Exercise directions:
The whole listing needs to be returned exactly as it appears.

Records provided:

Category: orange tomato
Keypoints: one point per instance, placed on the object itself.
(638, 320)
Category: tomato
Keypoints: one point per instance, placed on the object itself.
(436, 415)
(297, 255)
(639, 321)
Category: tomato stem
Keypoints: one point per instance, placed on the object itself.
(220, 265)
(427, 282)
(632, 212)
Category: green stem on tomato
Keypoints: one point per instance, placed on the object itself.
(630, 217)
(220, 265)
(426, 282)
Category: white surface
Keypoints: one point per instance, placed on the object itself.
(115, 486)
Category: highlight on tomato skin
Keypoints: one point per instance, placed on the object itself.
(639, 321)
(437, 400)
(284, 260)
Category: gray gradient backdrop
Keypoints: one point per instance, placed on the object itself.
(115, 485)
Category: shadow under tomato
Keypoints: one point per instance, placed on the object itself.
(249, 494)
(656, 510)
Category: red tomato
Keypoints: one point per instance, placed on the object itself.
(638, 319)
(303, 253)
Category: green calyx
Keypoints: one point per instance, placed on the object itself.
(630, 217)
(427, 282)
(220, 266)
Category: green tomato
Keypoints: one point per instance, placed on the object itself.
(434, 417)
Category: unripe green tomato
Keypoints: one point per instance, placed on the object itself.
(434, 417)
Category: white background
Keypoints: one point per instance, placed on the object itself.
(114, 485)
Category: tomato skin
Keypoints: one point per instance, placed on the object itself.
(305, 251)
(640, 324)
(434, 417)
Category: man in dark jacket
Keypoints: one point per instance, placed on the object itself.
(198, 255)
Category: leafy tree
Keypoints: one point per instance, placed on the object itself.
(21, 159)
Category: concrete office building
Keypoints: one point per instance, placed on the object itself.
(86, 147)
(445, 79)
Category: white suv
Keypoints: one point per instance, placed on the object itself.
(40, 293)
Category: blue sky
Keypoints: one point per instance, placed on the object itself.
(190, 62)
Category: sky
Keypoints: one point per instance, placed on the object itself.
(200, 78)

Solved exercise:
Category: orange tomato
Keypoints: one point per instance, placed on the object itself.
(638, 320)
Category: tomato
Keypoints: one point per instance, placed on the object itself.
(436, 415)
(297, 255)
(639, 321)
Category: tomato stem
Keypoints: one point per instance, placed on the object itself.
(220, 265)
(427, 282)
(632, 212)
Category: green stem on tomato
Keypoints: one point per instance, placed on the object itself.
(630, 217)
(220, 265)
(426, 282)
Category: white surface
Keypoints: one point per instance, placed on the object itself.
(115, 486)
Category: highlight on tomato skin
Keypoints: one point per instance, placed on the object itself.
(639, 321)
(437, 400)
(284, 260)
Category: gray gradient backdrop
Keypoints: one point per instance, placed on the object itself.
(115, 485)
Category: shadow under tomato
Keypoints: one point per instance, placed on the object itself.
(249, 494)
(656, 510)
Category: red tomato
Keypoints: one point per instance, placed on the object itself.
(638, 319)
(303, 253)
Category: green calyx
Keypoints: one point per instance, placed on the object itself.
(630, 217)
(427, 282)
(220, 266)
Category: green tomato
Keypoints: one point per instance, placed on the object itself.
(434, 417)
Category: unripe green tomato
Keypoints: one point per instance, placed on the object itself.
(434, 417)
Category: white background
Keypoints: one point per instance, placed on the object itself.
(114, 485)
Category: tomato skin
Keypoints: one point per instance, placed on the object itself.
(305, 251)
(640, 324)
(434, 417)
Category: man in dark jacket
Keypoints: one point per instance, placed on the object itself.
(198, 255)
Category: leafy tree
Keypoints: one point per instance, placed on the object itself.
(21, 159)
Category: concrete office building
Keypoints: one point per instance, placed on the object itself.
(86, 147)
(445, 79)
Category: white suv
Keypoints: one point per instance, placed on the object itself.
(40, 293)
Category: blue sky
Keypoints: one point per instance, placed on the object itself.
(190, 62)
Category: sky
Keypoints: one point per instance, placed on the object itself.
(200, 78)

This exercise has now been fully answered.